» **TO BE DONE**:
• a. Translate this sentence from the Labour Court recommendation into Spanish: "The Court will be available to assist if the parties fail to reach agreement on a compensation or redundancy figure."
• b. From the Labour Court recommendation, write out the passage starting with "The funding of" and going on through "or redundancy figure.".
• c. List each person named under "Division" in the Labour Court recommendation.

## Begin PROVIDED PASSAGE

Labour Court Database __________________________________________________________________________________ File Number: CD91645 Case Number: LCR13713 Section / Act: S26(1) Parties: CAVAN IRISH CRYSTAL LIMITED - and - SERVICES INDUSTRIAL PROFESSIONAL TECHNICAL UNION |
Dispute concerning the method of implementation of a redundancy programme.
Recommendation:
5. The Court, having considered the submissions of both parties
and the difficulties facing both the workers and the management,
recommend that the parties agree a phased voluntary redundancy
programme over a three to five year period.
The funding of the redundancy programme if it is to be achieved
voluntarily would, as the Court sees it, have to be assisted by
concessions on the part of the remaining workforce.
This would require negotiation and should include a modest once
off compensation figure for below grade working at the appropriate
grade rate.
Given the economic constraints at this time acknowledged by the
parties the Court recommends that whatever package of proposals is
agreed should be jointly reviewed at the end of the 3/5 years
period.
The Court will be available to assist if the parties fail to reach
agreement on a compensation or redundancy figure.
Division: Ms Owens Mr Keogh Ms Ni Mhurchu
Text of Document__________________________________________________________________
CD91645 RECOMMENDATION NO. LCR13713
INDUSTRIAL RELATIONS ACTS, 1946 TO 1990
SECTION 26(1), INDUSTRIAL RELATIONS ACT, 1990
PARTIES: CAVAN IRISH CRYSTAL LIMITED
(REPRESENTED BY THE FEDERATION OF IRISH EMPLOYERS)
AND
SERVICES INDUSTRIAL PROFESSIONAL TECHNICAL UNION
SUBJECT:
1. Dispute concerning the method of implementation of a
redundancy programme.

## End PROVIDED PASSAGE
## Begin STORED RECORDS

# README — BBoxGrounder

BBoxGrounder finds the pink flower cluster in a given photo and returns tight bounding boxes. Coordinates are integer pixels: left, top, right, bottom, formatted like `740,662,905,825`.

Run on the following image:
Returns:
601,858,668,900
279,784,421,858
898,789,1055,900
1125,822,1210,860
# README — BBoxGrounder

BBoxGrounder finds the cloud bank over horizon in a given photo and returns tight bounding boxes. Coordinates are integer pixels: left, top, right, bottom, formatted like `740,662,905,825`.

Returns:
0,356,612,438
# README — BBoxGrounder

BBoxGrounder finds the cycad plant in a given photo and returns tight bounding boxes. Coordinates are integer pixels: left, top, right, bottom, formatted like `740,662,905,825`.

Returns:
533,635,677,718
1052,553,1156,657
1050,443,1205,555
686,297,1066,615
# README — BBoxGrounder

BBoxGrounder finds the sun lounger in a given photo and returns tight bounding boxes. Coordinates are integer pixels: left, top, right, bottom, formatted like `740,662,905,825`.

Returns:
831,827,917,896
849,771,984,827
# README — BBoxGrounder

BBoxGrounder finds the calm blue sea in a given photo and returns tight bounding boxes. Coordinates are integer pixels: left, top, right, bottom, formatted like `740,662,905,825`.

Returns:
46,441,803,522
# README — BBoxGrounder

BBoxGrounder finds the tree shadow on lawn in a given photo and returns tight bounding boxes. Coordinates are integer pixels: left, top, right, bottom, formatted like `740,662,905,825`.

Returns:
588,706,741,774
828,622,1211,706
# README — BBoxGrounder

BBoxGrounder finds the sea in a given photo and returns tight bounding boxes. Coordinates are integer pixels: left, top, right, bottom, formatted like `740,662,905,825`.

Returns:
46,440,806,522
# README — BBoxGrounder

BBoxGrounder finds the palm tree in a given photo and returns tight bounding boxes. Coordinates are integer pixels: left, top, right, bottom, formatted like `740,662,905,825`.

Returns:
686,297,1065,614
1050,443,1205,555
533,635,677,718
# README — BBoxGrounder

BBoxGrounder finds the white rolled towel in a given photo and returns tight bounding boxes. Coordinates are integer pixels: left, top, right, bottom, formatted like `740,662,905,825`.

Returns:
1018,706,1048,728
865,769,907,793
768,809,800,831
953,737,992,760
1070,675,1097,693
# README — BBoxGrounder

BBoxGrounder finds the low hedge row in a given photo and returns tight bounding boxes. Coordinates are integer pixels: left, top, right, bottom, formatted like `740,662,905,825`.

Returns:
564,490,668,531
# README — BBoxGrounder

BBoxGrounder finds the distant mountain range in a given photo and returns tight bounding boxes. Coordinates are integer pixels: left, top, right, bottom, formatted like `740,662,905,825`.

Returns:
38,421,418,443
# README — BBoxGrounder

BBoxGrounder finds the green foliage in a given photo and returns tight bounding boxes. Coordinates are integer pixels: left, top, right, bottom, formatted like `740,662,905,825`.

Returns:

## End STORED RECORDS

» **ANSWER LIST**:
• a. El Tribunal estará disponible para prestar asistencia si las partes no logran llegar a un acuerdo sobre una cifra de compensación o de despido.

• b.
The funding of the redundancy programme if it is to be achieved
voluntarily would, as the Court sees it, have to be assisted by
concessions on the part of the remaining workforce.
This would require negotiation and should include a modest once
off compensation figure for below grade working at the appropriate
grade rate.
Given the economic constraints at this time acknowledged by the
parties the Court recommends that whatever package of proposals is
agreed should be jointly reviewed at the end of the 3/5 years
period.
The Court will be available to assist if the parties fail to reach
agreement on a compensation or redundancy figure.

• c.
- Ms Owens
- Mr Keogh
- Ms Ni Mhurchu